→ Information supplied:
====================

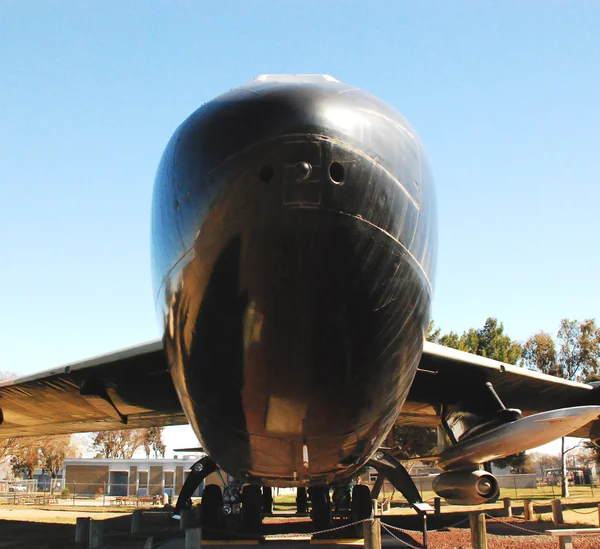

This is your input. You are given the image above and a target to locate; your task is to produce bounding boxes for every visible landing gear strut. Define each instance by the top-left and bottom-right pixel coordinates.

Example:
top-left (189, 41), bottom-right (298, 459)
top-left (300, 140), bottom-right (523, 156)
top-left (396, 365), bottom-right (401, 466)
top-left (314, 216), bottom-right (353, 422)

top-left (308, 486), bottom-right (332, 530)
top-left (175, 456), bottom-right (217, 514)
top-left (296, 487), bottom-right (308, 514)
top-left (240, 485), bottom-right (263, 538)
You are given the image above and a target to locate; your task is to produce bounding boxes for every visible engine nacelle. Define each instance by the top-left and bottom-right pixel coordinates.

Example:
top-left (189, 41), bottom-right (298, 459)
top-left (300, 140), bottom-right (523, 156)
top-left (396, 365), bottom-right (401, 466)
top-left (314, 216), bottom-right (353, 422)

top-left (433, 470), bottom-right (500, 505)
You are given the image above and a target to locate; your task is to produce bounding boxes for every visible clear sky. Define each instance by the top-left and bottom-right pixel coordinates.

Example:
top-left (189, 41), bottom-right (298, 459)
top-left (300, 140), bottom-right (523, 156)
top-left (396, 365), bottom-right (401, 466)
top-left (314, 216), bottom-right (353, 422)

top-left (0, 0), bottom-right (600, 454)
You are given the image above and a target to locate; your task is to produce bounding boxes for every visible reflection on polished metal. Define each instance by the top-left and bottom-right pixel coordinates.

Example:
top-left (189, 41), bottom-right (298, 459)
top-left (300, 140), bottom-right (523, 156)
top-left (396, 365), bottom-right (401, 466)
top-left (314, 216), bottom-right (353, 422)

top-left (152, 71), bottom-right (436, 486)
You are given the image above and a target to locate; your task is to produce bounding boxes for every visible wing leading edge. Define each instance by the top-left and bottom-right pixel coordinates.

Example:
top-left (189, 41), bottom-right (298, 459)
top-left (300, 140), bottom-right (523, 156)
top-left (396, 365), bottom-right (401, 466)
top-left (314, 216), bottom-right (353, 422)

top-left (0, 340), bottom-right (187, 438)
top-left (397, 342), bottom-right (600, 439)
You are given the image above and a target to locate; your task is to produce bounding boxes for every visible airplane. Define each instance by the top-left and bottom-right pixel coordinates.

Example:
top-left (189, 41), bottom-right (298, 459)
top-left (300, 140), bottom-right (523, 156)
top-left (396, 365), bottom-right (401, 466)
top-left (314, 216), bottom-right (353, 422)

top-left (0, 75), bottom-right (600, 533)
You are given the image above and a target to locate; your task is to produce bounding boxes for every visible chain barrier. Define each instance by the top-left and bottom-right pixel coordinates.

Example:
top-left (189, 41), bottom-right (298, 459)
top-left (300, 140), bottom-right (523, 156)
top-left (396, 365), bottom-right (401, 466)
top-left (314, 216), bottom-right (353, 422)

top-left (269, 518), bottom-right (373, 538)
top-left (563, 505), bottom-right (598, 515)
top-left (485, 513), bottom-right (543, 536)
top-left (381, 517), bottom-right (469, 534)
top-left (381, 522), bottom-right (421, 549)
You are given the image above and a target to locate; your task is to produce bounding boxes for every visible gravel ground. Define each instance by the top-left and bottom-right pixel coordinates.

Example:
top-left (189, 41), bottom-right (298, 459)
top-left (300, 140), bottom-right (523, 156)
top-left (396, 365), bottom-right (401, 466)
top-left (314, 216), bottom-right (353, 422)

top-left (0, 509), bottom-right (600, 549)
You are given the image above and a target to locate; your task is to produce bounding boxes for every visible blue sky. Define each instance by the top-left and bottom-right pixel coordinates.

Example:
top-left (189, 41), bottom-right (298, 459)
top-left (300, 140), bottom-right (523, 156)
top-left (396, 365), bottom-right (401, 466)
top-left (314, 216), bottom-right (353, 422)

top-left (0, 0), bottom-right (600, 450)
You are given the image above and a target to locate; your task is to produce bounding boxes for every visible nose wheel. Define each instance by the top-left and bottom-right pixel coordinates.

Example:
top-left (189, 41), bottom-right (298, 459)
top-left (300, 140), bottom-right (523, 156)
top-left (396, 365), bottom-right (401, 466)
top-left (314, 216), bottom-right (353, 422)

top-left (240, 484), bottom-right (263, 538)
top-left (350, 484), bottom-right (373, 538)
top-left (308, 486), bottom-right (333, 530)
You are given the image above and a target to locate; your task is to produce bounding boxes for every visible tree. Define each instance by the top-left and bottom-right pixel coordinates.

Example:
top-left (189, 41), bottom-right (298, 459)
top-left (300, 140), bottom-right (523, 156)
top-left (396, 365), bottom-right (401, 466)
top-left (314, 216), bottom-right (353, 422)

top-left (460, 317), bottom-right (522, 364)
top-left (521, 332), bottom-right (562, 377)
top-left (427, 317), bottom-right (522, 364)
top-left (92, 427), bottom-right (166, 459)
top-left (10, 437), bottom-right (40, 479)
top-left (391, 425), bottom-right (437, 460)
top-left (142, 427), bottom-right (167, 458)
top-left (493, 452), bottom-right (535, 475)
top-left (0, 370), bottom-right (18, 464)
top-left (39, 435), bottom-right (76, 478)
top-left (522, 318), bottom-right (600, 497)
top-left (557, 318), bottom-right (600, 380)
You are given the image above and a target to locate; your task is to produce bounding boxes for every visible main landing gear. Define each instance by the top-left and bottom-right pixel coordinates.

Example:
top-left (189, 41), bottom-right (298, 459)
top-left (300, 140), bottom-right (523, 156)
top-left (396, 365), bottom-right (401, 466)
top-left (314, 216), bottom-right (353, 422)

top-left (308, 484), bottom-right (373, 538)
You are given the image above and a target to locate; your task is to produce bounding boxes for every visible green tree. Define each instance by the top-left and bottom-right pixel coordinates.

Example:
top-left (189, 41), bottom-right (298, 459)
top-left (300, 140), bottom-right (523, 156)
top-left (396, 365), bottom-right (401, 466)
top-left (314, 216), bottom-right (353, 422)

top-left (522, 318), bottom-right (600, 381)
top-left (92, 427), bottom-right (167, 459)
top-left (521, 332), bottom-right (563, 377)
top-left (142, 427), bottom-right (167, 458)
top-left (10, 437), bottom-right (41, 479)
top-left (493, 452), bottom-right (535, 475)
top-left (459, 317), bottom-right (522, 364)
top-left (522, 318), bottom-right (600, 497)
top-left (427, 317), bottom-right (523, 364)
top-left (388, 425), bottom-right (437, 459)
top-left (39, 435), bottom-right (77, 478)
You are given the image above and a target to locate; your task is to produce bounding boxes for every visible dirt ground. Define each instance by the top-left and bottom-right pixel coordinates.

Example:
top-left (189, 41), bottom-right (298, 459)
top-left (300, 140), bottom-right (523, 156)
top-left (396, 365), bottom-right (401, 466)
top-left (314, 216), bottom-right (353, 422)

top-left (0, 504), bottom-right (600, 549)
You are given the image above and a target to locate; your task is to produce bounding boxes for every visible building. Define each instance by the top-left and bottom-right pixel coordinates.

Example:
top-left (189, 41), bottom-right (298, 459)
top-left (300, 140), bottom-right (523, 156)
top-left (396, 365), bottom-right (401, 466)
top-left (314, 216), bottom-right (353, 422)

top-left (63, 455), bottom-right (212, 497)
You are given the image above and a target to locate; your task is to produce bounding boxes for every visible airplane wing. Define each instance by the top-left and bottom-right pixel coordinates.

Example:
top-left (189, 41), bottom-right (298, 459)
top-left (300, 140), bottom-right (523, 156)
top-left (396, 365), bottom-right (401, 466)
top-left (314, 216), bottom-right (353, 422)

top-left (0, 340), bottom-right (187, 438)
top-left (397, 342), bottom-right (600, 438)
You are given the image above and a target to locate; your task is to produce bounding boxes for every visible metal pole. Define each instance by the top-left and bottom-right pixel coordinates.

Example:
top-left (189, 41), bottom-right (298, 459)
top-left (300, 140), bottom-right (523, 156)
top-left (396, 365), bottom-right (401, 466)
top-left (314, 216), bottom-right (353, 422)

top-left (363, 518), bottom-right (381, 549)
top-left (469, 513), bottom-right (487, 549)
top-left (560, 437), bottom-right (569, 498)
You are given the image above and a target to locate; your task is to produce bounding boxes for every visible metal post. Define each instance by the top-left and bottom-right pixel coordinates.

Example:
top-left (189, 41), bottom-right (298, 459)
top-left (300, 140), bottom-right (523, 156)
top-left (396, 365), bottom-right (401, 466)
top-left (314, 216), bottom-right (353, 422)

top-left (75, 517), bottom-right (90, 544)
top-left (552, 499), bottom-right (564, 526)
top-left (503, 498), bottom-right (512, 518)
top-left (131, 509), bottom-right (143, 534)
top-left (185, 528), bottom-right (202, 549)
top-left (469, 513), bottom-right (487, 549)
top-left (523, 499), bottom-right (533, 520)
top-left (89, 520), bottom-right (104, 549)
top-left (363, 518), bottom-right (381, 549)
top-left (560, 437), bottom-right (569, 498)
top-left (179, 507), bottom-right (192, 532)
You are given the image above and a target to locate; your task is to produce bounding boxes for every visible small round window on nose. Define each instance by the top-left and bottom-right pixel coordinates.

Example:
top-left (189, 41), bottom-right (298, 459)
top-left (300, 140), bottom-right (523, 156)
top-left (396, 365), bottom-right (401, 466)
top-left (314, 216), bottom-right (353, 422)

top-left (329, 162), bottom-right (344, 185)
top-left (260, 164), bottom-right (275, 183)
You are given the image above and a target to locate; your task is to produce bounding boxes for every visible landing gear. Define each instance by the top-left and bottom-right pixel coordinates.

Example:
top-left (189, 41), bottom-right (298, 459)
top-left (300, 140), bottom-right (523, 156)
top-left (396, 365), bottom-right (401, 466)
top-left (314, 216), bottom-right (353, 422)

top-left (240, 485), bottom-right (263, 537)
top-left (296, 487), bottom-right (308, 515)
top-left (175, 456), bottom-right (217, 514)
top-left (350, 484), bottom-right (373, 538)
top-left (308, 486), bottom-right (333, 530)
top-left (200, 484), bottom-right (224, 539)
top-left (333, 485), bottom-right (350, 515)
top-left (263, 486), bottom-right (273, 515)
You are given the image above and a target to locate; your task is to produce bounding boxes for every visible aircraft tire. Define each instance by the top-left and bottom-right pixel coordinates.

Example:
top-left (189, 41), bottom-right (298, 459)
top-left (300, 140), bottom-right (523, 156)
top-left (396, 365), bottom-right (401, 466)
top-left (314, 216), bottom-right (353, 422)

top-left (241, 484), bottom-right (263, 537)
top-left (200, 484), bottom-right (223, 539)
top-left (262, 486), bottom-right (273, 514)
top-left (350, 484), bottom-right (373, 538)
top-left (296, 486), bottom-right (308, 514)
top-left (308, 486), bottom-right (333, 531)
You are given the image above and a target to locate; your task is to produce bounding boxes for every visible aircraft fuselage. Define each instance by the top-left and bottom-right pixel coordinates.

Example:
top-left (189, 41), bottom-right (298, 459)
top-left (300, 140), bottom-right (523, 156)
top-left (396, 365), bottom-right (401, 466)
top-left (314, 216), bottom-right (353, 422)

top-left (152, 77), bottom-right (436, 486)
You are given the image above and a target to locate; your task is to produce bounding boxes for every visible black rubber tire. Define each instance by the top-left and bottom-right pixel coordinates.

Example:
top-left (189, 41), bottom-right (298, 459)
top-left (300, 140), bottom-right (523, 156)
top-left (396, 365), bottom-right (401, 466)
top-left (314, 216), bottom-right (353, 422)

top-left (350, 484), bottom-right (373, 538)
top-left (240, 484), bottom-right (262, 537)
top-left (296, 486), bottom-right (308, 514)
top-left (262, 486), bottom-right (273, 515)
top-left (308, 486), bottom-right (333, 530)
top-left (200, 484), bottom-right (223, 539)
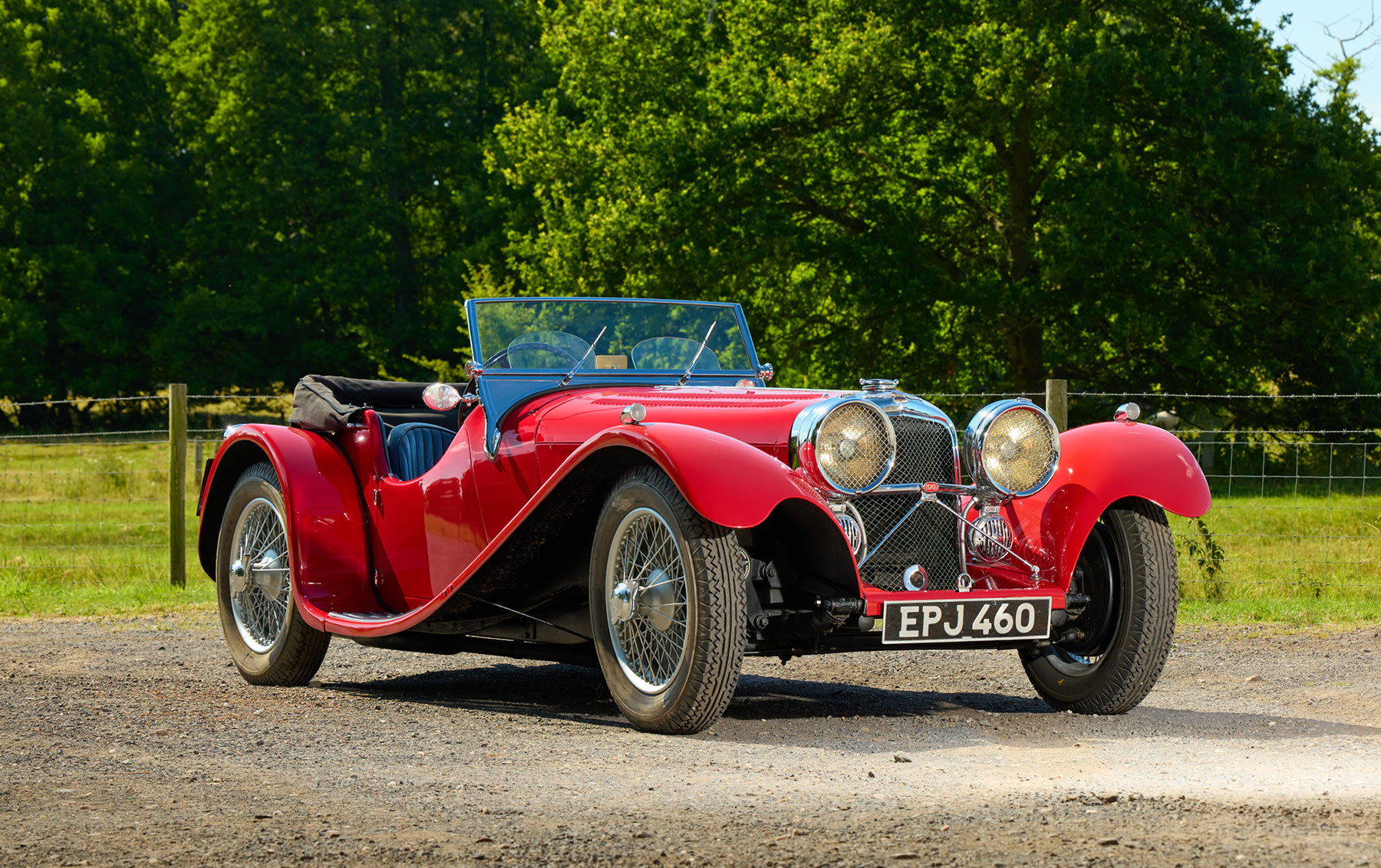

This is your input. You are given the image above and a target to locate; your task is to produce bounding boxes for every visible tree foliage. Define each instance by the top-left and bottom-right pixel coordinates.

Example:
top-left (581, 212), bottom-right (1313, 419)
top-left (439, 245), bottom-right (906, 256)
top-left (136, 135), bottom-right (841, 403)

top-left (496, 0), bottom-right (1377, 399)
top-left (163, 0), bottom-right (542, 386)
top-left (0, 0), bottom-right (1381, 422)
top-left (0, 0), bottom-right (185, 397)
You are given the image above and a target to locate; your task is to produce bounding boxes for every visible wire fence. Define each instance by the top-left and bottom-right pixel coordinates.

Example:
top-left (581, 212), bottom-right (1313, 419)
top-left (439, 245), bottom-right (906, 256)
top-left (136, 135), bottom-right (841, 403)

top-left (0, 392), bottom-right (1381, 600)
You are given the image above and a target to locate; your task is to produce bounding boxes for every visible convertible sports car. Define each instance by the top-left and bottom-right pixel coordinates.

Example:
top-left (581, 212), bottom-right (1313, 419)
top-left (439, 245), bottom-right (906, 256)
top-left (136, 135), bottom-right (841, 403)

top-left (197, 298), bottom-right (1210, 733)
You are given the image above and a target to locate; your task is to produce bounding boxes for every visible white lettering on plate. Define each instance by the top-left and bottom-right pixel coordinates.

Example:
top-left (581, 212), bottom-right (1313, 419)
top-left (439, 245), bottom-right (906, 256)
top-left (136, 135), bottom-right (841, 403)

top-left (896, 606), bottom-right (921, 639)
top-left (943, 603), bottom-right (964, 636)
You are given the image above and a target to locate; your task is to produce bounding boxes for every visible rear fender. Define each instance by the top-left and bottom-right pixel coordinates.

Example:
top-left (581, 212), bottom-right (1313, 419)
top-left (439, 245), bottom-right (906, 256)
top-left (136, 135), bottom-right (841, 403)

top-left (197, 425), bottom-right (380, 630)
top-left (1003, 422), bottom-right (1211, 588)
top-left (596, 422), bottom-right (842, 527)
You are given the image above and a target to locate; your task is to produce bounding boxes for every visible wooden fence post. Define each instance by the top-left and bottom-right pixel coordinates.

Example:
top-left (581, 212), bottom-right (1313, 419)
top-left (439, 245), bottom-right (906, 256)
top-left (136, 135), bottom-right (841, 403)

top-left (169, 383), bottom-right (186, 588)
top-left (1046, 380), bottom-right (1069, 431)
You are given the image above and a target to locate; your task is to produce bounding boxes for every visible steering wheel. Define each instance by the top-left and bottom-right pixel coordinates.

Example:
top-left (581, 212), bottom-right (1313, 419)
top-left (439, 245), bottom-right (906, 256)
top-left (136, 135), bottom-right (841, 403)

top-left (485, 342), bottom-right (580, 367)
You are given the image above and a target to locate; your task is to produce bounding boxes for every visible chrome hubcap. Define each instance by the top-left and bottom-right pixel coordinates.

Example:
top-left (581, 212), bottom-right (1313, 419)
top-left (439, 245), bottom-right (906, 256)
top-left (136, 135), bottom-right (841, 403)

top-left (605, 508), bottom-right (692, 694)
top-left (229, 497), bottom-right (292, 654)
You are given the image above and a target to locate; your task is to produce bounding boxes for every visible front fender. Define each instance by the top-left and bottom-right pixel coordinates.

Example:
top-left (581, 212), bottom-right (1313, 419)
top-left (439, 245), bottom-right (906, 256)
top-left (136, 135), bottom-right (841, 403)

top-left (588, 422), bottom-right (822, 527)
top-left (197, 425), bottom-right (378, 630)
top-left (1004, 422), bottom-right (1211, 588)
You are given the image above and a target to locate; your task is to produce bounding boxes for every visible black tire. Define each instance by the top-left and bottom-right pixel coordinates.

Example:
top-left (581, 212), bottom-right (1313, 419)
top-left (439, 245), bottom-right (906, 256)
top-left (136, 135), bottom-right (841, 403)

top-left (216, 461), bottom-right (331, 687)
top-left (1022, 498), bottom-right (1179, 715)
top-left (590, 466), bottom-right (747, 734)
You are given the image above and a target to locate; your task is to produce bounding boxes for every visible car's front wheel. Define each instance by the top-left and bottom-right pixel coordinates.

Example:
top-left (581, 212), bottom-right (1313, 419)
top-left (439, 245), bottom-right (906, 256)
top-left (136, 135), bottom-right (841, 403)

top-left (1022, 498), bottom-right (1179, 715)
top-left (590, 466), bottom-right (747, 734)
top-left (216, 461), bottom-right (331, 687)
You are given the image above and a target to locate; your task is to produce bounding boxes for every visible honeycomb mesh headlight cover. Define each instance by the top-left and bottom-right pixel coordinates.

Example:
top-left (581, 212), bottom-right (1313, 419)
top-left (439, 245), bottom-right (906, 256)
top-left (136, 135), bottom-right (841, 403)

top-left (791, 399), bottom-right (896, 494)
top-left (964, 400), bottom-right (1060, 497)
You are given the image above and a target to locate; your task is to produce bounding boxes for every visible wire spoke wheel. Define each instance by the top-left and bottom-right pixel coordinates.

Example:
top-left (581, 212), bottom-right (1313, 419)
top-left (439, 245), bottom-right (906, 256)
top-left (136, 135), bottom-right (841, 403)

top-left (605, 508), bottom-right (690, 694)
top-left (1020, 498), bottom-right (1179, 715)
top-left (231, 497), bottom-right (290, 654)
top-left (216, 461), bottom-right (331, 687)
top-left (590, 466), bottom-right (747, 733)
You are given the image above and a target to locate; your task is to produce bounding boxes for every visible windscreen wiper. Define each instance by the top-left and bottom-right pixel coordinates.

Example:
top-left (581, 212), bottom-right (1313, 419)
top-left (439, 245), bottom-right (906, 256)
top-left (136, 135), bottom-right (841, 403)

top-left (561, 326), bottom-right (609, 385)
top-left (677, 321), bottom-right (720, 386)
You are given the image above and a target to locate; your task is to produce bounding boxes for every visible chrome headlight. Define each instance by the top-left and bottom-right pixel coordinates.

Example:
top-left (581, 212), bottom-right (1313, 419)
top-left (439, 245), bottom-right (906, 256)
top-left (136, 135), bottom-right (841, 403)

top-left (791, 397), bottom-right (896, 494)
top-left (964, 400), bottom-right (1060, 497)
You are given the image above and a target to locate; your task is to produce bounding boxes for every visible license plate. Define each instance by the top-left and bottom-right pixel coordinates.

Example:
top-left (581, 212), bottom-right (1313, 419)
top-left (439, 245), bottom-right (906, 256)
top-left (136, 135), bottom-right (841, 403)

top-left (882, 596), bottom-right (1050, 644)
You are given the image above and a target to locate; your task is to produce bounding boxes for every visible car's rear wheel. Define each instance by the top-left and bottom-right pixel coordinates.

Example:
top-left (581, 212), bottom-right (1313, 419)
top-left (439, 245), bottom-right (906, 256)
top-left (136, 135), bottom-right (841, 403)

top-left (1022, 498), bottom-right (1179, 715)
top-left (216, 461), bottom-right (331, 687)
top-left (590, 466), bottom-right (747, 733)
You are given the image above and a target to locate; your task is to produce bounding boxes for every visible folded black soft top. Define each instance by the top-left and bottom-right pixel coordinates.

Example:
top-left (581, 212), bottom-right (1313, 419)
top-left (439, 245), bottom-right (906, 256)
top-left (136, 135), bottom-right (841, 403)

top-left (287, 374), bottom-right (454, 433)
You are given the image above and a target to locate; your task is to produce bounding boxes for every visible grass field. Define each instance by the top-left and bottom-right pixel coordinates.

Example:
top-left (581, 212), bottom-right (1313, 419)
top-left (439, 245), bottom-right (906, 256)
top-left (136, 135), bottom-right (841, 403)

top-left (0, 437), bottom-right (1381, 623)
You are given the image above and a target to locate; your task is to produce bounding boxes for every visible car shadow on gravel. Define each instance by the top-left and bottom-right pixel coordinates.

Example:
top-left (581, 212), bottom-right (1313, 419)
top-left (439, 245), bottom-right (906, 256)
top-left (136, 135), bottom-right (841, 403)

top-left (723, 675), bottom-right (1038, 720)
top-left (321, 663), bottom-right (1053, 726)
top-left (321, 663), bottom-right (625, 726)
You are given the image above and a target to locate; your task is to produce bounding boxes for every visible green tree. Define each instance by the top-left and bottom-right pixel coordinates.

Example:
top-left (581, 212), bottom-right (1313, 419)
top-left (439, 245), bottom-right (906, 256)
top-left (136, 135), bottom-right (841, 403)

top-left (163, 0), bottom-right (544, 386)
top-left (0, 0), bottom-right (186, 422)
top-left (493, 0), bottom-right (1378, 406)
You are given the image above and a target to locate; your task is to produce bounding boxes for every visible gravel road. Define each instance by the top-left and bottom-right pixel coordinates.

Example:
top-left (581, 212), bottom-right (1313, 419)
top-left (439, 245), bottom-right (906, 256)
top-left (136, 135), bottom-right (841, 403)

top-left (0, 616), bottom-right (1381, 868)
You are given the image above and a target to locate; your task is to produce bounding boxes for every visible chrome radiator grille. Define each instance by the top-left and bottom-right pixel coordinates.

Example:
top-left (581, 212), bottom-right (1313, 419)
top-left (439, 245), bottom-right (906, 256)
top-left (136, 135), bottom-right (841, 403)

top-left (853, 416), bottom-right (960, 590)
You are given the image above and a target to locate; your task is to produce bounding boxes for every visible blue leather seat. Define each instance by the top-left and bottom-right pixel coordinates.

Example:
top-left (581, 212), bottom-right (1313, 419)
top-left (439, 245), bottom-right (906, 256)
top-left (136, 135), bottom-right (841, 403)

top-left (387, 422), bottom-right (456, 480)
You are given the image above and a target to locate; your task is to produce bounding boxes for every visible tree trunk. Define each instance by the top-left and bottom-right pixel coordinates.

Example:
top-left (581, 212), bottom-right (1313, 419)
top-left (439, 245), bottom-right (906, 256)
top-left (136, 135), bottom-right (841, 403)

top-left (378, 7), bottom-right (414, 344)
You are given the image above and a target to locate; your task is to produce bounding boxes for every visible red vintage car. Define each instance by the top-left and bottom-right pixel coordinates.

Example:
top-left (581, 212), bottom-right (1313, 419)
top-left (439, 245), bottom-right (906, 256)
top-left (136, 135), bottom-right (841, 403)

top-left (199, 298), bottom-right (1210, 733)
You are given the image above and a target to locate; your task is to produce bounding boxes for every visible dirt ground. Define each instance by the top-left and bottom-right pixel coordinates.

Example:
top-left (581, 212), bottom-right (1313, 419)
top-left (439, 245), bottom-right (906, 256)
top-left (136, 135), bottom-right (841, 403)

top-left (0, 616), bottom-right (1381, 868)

====================

→ Short problem: Swap "steering wheel" for "dashboard" in the lines from the one containing "every visible steering" through the one containing "top-left (485, 342), bottom-right (580, 367)". Return only those lines, with nothing else changed.

→ Complete response:
You are given the image above and a target to locate; your task is to produce bounding boxes for every visible dashboard. Define each instance by the top-left and bottom-right pixel coordinates.

Example:
top-left (581, 212), bottom-right (1313, 419)
top-left (439, 245), bottom-right (906, 256)
top-left (136, 135), bottom-right (841, 403)

top-left (485, 342), bottom-right (580, 367)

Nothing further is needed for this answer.